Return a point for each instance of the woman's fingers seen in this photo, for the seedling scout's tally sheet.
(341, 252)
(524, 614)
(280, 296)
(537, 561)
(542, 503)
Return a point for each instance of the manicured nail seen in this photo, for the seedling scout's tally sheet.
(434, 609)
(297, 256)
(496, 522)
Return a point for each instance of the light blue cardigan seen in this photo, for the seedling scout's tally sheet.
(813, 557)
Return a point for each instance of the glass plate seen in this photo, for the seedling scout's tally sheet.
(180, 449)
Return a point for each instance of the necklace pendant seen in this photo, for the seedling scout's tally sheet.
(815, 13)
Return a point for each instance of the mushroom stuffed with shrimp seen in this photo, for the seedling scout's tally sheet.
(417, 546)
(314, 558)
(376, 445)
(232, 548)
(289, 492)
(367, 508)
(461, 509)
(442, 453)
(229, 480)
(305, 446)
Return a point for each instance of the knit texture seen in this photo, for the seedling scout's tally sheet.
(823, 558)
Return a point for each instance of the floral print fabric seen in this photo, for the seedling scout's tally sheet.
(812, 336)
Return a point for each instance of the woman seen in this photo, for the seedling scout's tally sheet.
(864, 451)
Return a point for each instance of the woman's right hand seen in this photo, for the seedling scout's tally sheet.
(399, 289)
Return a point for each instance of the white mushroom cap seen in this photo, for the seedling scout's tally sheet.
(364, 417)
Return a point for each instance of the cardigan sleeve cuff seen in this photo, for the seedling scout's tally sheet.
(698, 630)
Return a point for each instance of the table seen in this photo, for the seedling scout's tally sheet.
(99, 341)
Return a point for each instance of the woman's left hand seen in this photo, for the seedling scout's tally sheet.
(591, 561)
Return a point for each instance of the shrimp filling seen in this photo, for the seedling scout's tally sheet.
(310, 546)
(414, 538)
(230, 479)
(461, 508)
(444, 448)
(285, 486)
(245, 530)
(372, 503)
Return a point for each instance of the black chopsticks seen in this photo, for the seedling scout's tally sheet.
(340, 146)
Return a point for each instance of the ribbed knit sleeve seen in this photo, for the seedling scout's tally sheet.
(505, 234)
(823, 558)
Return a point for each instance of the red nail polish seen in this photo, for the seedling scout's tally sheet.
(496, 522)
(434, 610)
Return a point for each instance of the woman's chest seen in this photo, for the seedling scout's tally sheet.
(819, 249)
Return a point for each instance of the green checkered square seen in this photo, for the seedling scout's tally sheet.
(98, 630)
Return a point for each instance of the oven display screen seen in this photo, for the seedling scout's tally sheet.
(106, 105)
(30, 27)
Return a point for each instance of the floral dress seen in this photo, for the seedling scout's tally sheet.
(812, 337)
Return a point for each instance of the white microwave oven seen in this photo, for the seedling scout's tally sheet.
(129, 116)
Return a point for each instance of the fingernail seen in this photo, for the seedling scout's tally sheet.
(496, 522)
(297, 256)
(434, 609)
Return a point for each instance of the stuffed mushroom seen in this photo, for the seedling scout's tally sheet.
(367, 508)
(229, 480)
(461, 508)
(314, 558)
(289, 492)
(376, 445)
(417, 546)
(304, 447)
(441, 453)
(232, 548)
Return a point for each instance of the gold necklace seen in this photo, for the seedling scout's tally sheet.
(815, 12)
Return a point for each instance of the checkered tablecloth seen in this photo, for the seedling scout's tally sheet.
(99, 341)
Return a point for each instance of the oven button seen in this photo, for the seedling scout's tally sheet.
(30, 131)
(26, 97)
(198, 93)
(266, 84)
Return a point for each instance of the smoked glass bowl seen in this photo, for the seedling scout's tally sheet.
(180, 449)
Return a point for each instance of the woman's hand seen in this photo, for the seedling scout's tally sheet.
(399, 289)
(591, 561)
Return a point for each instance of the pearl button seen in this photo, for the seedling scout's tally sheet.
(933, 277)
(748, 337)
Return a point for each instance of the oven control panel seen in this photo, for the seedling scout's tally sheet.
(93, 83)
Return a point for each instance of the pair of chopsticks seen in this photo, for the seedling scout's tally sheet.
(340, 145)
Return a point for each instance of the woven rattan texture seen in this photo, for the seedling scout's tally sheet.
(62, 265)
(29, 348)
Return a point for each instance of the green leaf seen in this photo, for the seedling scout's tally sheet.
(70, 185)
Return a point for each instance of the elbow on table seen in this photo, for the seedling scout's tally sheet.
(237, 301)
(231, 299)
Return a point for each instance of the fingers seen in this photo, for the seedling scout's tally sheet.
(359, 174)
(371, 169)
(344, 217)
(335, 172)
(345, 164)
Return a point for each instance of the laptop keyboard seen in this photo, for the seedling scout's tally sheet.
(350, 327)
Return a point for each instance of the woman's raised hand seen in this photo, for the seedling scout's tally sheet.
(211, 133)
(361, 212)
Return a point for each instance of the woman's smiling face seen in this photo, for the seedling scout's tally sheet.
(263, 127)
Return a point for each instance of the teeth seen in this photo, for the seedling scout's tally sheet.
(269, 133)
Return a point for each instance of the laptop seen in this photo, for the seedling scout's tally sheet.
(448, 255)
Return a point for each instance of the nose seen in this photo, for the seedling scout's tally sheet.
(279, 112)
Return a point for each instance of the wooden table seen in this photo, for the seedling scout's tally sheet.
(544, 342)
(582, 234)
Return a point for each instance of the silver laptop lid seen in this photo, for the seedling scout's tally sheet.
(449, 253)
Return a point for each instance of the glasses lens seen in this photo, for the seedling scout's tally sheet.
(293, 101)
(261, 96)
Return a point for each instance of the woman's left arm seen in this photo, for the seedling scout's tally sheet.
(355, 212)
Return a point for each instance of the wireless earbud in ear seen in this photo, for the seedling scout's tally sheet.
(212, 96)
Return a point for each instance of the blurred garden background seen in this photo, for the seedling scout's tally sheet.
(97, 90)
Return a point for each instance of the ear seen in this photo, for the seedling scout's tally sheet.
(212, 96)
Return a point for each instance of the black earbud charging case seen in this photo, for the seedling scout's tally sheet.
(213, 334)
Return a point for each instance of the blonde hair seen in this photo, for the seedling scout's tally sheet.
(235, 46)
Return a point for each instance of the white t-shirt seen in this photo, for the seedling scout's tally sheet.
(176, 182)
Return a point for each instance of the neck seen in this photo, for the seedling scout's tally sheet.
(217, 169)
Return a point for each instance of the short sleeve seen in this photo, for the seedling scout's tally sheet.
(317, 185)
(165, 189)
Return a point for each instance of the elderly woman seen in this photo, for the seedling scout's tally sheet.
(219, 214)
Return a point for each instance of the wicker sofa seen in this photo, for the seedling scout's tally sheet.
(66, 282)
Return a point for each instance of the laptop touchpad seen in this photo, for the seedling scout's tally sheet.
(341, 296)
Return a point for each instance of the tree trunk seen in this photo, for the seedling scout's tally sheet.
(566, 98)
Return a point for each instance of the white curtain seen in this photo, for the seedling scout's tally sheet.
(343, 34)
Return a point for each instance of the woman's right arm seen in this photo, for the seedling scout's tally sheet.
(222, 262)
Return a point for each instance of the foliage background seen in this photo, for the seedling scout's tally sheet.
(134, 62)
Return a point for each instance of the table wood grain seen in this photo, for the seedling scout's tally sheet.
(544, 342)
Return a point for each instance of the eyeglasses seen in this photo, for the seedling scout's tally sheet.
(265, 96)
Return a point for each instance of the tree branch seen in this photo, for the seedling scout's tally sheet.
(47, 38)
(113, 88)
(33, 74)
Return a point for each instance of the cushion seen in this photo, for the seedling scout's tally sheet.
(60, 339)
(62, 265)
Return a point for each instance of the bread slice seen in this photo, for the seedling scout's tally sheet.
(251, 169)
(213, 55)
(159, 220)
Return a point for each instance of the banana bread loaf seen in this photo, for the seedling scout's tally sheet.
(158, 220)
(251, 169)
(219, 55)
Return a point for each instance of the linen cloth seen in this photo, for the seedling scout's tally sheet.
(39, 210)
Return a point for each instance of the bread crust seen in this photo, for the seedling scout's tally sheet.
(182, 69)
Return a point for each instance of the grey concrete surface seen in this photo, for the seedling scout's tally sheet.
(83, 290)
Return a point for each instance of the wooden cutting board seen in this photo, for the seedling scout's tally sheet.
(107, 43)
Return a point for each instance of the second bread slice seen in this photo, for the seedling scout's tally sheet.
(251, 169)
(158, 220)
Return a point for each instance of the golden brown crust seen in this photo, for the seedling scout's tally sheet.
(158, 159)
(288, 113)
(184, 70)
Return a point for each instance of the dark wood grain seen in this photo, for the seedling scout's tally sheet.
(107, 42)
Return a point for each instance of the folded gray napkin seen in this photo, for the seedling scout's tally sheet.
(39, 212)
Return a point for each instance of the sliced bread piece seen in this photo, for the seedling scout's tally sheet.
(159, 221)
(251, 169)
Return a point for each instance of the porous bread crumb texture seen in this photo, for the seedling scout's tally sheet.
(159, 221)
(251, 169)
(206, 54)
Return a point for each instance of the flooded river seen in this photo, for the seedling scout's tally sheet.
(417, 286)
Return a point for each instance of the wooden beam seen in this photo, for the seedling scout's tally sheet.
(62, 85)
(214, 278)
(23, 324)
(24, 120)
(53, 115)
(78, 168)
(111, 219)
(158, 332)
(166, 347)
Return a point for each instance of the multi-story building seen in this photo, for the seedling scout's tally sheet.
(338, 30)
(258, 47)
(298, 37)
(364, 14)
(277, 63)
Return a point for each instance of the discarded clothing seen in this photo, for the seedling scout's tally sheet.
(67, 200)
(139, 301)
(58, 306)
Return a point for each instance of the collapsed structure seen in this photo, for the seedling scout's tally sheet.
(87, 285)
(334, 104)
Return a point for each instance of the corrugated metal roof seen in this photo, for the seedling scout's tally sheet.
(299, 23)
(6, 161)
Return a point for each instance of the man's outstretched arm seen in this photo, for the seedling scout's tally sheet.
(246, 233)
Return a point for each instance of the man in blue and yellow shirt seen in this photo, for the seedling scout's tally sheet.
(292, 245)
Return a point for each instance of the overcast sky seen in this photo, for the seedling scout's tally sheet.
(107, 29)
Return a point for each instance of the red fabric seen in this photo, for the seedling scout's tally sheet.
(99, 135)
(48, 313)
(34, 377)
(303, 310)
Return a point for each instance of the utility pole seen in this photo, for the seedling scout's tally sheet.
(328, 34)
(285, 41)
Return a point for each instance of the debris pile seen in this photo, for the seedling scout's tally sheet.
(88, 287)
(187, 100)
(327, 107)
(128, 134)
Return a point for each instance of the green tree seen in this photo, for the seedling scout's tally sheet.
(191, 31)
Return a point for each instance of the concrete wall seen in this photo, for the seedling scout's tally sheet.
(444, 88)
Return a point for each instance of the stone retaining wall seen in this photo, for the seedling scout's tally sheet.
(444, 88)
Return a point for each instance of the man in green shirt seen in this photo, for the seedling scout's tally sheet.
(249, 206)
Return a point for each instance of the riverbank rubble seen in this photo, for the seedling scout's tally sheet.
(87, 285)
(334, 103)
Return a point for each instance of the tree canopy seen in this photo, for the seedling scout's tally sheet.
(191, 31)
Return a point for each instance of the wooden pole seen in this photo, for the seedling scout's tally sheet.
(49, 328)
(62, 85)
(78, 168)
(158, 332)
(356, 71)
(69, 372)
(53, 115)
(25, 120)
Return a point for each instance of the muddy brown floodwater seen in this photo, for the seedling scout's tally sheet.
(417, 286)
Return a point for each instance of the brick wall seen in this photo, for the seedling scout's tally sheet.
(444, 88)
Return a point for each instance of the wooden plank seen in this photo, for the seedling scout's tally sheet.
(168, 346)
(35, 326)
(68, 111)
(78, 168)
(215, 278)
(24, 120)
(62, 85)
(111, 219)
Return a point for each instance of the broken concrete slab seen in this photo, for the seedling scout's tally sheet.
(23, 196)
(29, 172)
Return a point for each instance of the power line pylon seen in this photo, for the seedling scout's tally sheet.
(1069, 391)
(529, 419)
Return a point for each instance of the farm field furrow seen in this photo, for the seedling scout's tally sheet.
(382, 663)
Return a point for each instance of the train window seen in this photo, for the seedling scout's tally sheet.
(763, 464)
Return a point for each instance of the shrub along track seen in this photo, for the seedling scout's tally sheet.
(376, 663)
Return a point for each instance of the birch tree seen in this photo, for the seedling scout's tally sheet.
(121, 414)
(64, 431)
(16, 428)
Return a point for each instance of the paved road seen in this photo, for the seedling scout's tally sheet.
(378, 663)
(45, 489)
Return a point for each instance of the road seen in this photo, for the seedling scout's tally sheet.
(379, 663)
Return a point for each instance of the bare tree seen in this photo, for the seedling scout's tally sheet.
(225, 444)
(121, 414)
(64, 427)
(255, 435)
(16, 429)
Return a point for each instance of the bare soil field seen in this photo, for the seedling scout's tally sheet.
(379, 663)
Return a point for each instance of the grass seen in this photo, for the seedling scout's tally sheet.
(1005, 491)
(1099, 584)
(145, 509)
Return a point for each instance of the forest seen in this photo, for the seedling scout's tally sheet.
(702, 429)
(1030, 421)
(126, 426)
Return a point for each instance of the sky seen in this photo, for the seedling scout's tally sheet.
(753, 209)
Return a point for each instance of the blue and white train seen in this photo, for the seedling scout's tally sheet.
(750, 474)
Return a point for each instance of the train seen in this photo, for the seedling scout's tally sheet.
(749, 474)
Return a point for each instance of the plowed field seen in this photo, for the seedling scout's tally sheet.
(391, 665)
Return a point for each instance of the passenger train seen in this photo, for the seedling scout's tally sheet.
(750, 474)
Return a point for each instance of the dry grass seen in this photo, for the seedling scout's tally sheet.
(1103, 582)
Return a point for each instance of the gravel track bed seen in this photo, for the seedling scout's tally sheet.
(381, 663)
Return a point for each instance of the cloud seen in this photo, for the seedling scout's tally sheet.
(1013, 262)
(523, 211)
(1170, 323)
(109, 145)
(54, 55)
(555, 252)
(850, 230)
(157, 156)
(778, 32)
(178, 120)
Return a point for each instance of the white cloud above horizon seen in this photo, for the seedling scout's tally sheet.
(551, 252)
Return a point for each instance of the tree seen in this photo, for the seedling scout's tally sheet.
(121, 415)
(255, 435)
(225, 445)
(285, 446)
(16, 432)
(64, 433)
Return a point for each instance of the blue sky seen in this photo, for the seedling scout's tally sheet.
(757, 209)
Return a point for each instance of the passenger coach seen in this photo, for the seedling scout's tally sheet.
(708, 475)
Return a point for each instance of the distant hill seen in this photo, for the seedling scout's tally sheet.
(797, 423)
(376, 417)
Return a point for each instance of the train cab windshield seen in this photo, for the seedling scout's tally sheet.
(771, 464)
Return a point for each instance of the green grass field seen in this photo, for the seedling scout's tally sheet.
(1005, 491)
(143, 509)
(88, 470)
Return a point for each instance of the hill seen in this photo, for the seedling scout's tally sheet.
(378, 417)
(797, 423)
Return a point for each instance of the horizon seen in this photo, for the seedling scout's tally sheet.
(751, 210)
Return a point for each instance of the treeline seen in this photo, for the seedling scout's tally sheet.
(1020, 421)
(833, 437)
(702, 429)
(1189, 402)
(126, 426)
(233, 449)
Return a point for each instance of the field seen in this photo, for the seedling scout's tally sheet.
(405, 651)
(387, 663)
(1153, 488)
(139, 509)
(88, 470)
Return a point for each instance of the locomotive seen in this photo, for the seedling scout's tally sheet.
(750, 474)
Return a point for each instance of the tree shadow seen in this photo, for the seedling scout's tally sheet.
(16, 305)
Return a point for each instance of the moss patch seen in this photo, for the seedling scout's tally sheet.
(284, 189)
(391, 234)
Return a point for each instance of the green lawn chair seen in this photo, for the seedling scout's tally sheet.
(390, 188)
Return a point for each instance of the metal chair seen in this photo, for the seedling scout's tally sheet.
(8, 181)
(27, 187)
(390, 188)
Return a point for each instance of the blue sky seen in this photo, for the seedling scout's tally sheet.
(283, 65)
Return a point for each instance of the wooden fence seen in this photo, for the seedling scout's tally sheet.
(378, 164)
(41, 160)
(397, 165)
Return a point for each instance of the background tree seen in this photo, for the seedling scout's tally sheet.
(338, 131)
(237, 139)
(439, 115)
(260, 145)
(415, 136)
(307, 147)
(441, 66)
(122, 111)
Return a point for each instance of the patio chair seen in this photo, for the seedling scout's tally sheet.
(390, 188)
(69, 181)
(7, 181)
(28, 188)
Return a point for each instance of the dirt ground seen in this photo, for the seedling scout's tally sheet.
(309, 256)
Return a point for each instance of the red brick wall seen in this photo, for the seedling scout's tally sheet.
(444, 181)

────────────────────

_STATED TASK_
Write the lines out exactly, from the one with "Return a point for each instance of the wooden fence" down to the last line of the listing, and leave out all others.

_EXERCISE OUTPUT_
Return a point for each instance of the wooden fence seen in this photo, for the seedling scout's tally sheet.
(378, 164)
(41, 160)
(397, 165)
Return a point for each instance of the background tree seen in this photo, for the seedling scout's tally sheet.
(338, 131)
(237, 139)
(439, 115)
(260, 145)
(415, 136)
(307, 147)
(441, 66)
(122, 111)
Return a point for each instance of the patio chair seen in this photo, for the seedling scout's tally sheet.
(390, 188)
(69, 181)
(7, 181)
(28, 188)
Return a point for each instance of the dirt ground seen in this photo, for the seedling scout's tally sheet.
(309, 256)
Return a point for each instance of the red brick wall seen in this photo, for the seedling scout's tally sheet.
(444, 181)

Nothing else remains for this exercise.